### Extrait du texte
□ □ □ □ □
Le Massacre de la Saint-Barthélemy de François Dubois, musée cantonal des Beaux-Arts de Lausanne.

 

Dans la nuit du 23 au 24 août, l'assassinat de l'amiral de Coligny et des autres chefs protestants, venus à Paris assister au mariage du futur Henri IV avec Marguerite de Valois, fut le déclenchement d'une folie meurtrière qui fera entre 2.000 et 3.000 morts dans la capitale, et 10.000 dans tout le pays.

Sonné en pleine nuit, le tocsin de l'église Saint-Germain-l'Auxerrois a donné le signal du massacre, "pas loin de là où Coligny a été agressé", rappelle Christian Krieger, président de la Fédération protestante de France (FPF).

"On est dans l'épicentre de cette vague barbare qui d'abord s'est déployée à Paris, puis dans diverses régions", ajoute-t-il.

Le symbole est donc puissant, et c'est une première pour la capitale. La rue située entre l'église et le Louvre s'appelle bien depuis 1972 rue-de-l'Amiral-de-Coligny, représenté par une statue au coin de celle-ci, au chevet du temple de l'Oratoire.

Un premier pas en 2016

"On l'a honoré comme personnalité représentative du protestantisme de cette époque, mais jamais comme victime", affirme Mme Sabatier pour qui "on a complètement occulté ces victimes dans le paysage parisien".
□ □ □ □ □
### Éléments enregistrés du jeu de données

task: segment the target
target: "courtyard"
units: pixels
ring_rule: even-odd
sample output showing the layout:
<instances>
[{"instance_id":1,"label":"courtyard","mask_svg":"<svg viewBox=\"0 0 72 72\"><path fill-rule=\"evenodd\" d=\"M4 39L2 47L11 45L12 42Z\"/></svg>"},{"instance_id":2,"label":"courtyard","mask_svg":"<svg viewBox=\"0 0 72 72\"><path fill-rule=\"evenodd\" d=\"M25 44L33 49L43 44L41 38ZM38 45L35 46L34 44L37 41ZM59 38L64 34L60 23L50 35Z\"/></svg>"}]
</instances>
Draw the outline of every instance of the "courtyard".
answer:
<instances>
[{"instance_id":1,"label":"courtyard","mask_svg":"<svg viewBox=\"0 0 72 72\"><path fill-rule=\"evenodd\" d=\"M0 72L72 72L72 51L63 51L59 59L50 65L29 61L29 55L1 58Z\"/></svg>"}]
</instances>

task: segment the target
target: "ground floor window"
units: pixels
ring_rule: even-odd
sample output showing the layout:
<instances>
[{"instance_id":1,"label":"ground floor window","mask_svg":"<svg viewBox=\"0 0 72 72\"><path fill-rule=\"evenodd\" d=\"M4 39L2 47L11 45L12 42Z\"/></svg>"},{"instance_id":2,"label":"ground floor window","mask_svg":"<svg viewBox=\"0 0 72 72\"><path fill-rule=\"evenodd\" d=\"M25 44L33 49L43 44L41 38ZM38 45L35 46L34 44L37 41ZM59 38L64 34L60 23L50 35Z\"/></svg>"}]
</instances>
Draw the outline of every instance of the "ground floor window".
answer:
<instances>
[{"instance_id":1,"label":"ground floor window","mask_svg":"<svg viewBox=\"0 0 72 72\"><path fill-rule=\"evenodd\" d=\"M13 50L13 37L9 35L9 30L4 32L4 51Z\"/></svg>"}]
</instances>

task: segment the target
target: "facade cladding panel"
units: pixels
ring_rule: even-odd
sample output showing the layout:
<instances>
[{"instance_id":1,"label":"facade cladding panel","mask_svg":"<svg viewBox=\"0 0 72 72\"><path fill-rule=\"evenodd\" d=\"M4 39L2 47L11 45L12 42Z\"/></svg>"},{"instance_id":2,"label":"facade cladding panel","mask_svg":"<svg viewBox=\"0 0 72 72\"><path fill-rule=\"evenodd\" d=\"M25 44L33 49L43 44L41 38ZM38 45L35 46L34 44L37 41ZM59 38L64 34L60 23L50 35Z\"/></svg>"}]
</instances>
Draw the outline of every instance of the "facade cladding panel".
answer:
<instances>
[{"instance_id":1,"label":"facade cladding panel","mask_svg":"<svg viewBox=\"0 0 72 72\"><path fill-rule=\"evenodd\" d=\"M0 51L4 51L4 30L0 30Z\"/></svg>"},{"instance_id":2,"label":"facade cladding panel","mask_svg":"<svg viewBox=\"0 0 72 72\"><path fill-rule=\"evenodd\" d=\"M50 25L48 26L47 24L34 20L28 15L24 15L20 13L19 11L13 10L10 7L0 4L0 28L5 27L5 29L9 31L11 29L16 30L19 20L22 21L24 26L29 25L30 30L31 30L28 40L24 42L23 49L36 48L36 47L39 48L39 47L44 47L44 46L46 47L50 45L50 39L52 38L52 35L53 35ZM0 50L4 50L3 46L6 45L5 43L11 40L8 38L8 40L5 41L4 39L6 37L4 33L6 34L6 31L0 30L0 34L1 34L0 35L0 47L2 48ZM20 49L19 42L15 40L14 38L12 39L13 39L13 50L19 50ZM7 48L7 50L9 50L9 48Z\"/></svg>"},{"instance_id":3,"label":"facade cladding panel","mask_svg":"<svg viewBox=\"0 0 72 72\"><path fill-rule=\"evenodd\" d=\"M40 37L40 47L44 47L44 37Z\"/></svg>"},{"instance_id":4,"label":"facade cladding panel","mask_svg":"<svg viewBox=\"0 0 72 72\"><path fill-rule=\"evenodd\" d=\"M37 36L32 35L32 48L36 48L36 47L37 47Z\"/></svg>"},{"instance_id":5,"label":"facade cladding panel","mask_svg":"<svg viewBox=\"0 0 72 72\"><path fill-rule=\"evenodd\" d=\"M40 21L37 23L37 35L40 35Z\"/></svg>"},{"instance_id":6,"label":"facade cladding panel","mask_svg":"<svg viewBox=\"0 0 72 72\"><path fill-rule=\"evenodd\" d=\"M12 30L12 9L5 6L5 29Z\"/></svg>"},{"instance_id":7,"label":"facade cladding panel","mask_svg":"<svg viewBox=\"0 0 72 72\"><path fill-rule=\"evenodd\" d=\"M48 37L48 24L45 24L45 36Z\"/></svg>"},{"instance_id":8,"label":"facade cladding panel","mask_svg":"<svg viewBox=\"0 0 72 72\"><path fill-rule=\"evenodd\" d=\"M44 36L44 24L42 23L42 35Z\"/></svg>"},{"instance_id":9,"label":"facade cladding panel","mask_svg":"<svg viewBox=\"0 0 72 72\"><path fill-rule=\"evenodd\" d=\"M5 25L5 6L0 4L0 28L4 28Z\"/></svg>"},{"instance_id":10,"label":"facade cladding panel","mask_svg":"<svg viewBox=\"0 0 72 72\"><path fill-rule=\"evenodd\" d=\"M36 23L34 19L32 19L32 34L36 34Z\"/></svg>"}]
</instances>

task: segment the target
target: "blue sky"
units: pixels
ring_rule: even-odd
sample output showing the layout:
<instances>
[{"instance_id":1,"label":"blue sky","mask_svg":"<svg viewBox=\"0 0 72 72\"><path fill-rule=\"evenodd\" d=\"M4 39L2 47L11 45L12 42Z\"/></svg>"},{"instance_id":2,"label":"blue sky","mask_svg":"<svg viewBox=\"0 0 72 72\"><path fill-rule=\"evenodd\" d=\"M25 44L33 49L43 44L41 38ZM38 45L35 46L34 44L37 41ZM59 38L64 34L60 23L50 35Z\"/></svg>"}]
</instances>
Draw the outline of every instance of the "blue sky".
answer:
□ □ □ □ □
### Questions sur le document
(1) Résumez en deux phrases l'extrait sur la Saint-Barthélemy.
(2) Recopiez le passage de l'extrait sur la Saint-Barthélemy qui commence aux mots « Le Massacre de » et s'arrête après les mots « tout le pays. ».

### Corrigé des exercices
(1) Dans la nuit du 23 au 24 août, l'assassinat de l'amiral de Coligny et d'autres chefs protestants venus à Paris pour le mariage du futur Henri IV avec Marguerite de Valois déclencha une folie meurtrière qui fit entre 2.000 et 3.000 morts dans la capitale et 10.000 dans tout le pays. Le tocsin de l'église Saint-Germain-l'Auxerrois en donna le signal, et si Coligny a été honoré à Paris par une rue et une statue, ce fut comme personnalité représentative du protestantisme et jamais comme victime, selon Mme Sabatier.

(2)
Le Massacre de la Saint-Barthélemy de François Dubois, musée cantonal des Beaux-Arts de Lausanne.

 

Dans la nuit du 23 au 24 août, l'assassinat de l'amiral de Coligny et des autres chefs protestants, venus à Paris assister au mariage du futur Henri IV avec Marguerite de Valois, fut le déclenchement d'une folie meurtrière qui fera entre 2.000 et 3.000 morts dans la capitale, et 10.000 dans tout le pays.